## Excerpt to read:
Appellant contends our holding in Ford controls. In Ford, two female students from Randolph-Macon College were waiting at the drive-through at a McDonald's restaurant. Ford, 10 Va. App. at 225, 391 S.E.2d at 603-04. Ford, a McDonald's employee, walked toward their car. Id. at 225, 391 S.E.2d at 604. He leaned against the driver's side of the car and asked the women if they attended Randolph-Macon. Id. They answered affirmatively and resumed their conversation. Id. Then, Ford mumbled something. Id. One of the women asked Ford what he wanted. Id. Ford stated he wanted sex and said, "'I want to lick your pussy.'" Id. The women rolled up their windows until a woman returned with their food.Id. They asked the woman at the drive-through window for Ford's name.Id. at 226, 391 S.E.2d at 604. Ford volunteered his name, and the women drove to the front of McDonald's, went inside and spoke with the manager. Id.

## Provided data:
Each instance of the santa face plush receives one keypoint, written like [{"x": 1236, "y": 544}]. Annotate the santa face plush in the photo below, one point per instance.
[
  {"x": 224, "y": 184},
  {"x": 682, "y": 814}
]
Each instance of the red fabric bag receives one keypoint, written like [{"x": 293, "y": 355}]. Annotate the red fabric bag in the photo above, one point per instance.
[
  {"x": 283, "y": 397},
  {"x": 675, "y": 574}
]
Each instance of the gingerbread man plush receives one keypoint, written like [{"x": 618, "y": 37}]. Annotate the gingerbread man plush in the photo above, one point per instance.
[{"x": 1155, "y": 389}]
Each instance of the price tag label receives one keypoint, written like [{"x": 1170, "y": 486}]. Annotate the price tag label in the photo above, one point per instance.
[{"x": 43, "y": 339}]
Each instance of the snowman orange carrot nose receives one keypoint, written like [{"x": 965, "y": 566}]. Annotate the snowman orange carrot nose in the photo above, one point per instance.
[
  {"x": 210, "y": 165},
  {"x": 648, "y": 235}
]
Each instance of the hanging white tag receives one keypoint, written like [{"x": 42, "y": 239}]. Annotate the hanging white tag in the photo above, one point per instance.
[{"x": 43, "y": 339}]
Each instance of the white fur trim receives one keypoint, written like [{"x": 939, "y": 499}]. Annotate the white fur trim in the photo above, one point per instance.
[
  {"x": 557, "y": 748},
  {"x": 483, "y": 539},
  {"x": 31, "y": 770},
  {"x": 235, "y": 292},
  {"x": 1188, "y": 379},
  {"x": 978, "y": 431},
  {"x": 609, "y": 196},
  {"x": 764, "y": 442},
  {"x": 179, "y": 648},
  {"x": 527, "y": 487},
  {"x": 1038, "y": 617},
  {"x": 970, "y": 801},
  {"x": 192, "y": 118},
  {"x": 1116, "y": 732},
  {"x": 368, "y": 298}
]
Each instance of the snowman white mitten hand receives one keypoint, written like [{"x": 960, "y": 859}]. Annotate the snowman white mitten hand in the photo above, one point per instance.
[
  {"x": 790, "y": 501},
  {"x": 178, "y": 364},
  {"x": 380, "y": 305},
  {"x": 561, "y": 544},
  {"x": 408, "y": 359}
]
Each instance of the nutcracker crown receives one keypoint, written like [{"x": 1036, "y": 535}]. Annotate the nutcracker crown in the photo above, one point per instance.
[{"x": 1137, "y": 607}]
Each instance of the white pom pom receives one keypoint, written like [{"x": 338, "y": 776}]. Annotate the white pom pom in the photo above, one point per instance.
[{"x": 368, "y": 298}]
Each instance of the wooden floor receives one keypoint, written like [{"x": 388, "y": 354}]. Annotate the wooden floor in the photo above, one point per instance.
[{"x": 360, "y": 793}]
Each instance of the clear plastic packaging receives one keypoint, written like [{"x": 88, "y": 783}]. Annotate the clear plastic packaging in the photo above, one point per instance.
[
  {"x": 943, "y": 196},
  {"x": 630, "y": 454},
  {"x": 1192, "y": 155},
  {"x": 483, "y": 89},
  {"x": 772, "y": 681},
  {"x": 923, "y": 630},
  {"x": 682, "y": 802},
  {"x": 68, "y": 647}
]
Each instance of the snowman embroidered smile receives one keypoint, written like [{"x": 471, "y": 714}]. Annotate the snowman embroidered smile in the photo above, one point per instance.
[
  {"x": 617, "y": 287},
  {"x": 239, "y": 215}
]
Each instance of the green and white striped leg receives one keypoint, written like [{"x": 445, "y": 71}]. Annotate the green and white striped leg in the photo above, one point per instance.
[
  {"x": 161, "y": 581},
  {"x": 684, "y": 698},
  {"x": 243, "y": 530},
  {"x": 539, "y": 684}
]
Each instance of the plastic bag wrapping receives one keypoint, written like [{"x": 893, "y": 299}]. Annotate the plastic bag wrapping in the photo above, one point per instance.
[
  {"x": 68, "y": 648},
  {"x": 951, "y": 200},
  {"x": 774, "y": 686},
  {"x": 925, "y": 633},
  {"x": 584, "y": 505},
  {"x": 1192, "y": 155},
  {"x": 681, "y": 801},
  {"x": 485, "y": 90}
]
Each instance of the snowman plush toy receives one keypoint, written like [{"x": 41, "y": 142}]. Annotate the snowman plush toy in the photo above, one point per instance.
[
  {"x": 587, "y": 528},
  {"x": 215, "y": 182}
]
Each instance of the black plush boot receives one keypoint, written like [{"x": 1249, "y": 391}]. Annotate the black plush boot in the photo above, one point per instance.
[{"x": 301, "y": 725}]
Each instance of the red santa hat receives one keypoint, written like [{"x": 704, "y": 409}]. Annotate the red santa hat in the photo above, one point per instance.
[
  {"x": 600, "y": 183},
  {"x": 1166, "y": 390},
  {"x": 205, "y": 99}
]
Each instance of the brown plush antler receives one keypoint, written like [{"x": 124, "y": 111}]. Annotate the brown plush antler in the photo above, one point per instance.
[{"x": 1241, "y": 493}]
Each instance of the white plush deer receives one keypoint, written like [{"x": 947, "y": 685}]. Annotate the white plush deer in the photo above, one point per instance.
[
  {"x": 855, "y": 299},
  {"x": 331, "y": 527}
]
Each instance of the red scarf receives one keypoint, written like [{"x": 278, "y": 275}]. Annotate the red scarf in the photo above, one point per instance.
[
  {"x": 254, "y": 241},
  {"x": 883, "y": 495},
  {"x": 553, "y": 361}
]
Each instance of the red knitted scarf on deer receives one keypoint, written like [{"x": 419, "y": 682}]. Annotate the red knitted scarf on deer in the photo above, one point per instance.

## Objective:
Print the court passage about the McDonald's drive-through incident again in full, word for word.

## Completed task:
Appellant contends our holding in Ford controls. In Ford, two female students from Randolph-Macon College were waiting at the drive-through at a McDonald's restaurant. Ford, 10 Va. App. at 225, 391 S.E.2d at 603-04. Ford, a McDonald's employee, walked toward their car. Id. at 225, 391 S.E.2d at 604. He leaned against the driver's side of the car and asked the women if they attended Randolph-Macon. Id. They answered affirmatively and resumed their conversation. Id. Then, Ford mumbled something. Id. One of the women asked Ford what he wanted. Id. Ford stated he wanted sex and said, "'I want to lick your pussy.'" Id. The women rolled up their windows until a woman returned with their food.Id. They asked the woman at the drive-through window for Ford's name.Id. at 226, 391 S.E.2d at 604. Ford volunteered his name, and the women drove to the front of McDonald's, went inside and spoke with the manager. Id.